Job
Copy everything from "The upper bits" down to "a second pass)." in the email thread about shortening Swift symbols, word for word.
═════ Page excerpt
[swift-dev] Reducing the size of Swift binaries by shortening symbols
Nadav Rotem
nrotem at apple.com
Sun Dec 20 23:43:44 CST 2015
> On Dec 20, 2015, at 2:17 AM, Dmitri Gribenko <gribozavr at gmail.com> wrote:
>
> + Stephen Canon, because he probably has good ideas in this domain.
>
> On Fri, Dec 18, 2015 at 3:42 PM, Nadav Rotem via swift-dev <swift-dev at swift.org <mailto:swift-dev at swift.org>> wrote:
>
> What’s next?
>
> The small experiment I described above showed that compressing the names in the string table has a huge potential for reducing the size of swift binaries. I’d like for us (swift-developers) to talk about the implications of this change and start working on the two tasks of tightening our existing mangling format and on implementing a new compression layer on top.
>
Hi Dmitri,
> Hi Nadav,
>
> This is a great start that shows that there is a potential for improvement in our mangled names!
>
> To make this effort more visible, I would suggest creating a bug on https://bugs.swift.org/ <https://bugs.swift.org/> .
>
> I think we survey existing solutions that industry has developed for compressing short messages. What comes to mind:
>
> - header compression in HTTP2:
> https://http2.github.io/http2-spec/compression.html <https://http2.github.io/http2-spec/compression.html>
>
> - PPM algorithms are one of the best-performing compression algorithms for text.
It is important to keep in mind that we are not inventing a new text-compression algorithms here. We are solving a specific problem with specific characteristics and constraints. Nothing is groundbreaking here. Lempel-Ziv based algorithms rely on repetitions within the text, and can use some prior statistical knowledge on the text (pre-computed tables). Our mangled names are relatively short and don’t have significant repetitions, so having a reference to some pre-computed table, and not having an internal reference is obvious.
On top of the basic encoding layer we need to apply some kind of variable length encoding (Cameron suggested Huffman). The restricted character set is not a problem here. To encode a string of bits using the charset [a-zA-Z0-9_] just do: mod63, div63, mod63, div63, until you consume the whole bit stream.
> - Arithmetic coding is also a natural starting point for experimentation.
>
> Since the input mangled name also comes in a restricted character set, we could also remove useless bits first, and try an existing compression algorithm on the resulting binary string.
The upper bits never come into play. You can conceptually imagine that bytes have ~6 bits (63 combinations). You only need to worry about these kind of things when you use variable length encoding (see my previous comment about Cameron’s suggestion to use Huffman encoding as a second pass).
>
> We should also build a scheme that uses shortest one between the compressed and non-compressed names.
══════════
═════ Recorded data
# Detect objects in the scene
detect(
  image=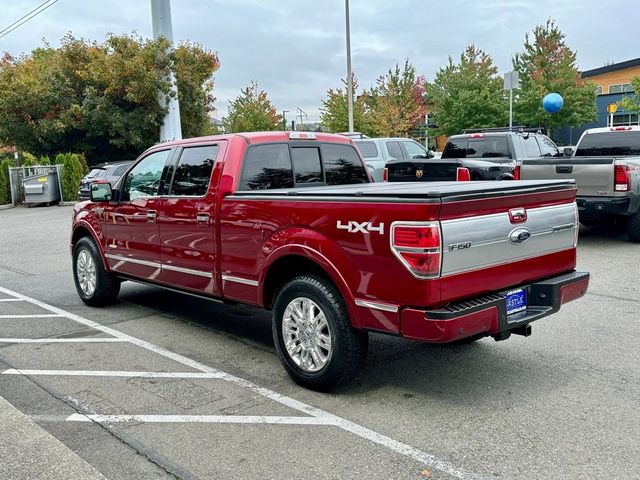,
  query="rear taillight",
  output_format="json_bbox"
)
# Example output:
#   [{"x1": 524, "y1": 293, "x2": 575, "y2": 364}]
[
  {"x1": 613, "y1": 165, "x2": 631, "y2": 192},
  {"x1": 391, "y1": 222, "x2": 442, "y2": 278},
  {"x1": 513, "y1": 165, "x2": 520, "y2": 180},
  {"x1": 456, "y1": 167, "x2": 471, "y2": 182}
]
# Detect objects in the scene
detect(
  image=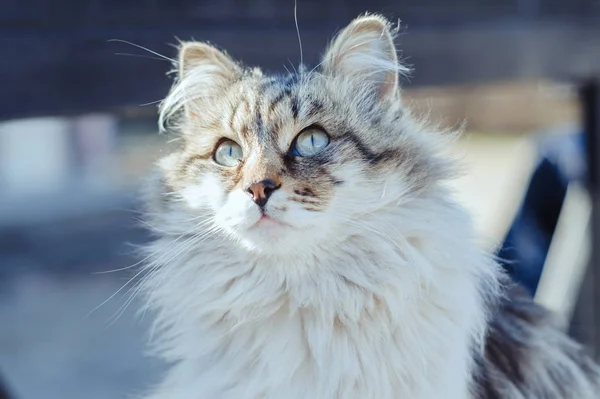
══════════
Finished task
The upper bits never come into play. You can conceptually imagine that bytes have ~6 bits (63 combinations). You only need to worry about these kind of things when you use variable length encoding (see my previous comment about Cameron’s suggestion to use Huffman encoding as a second pass).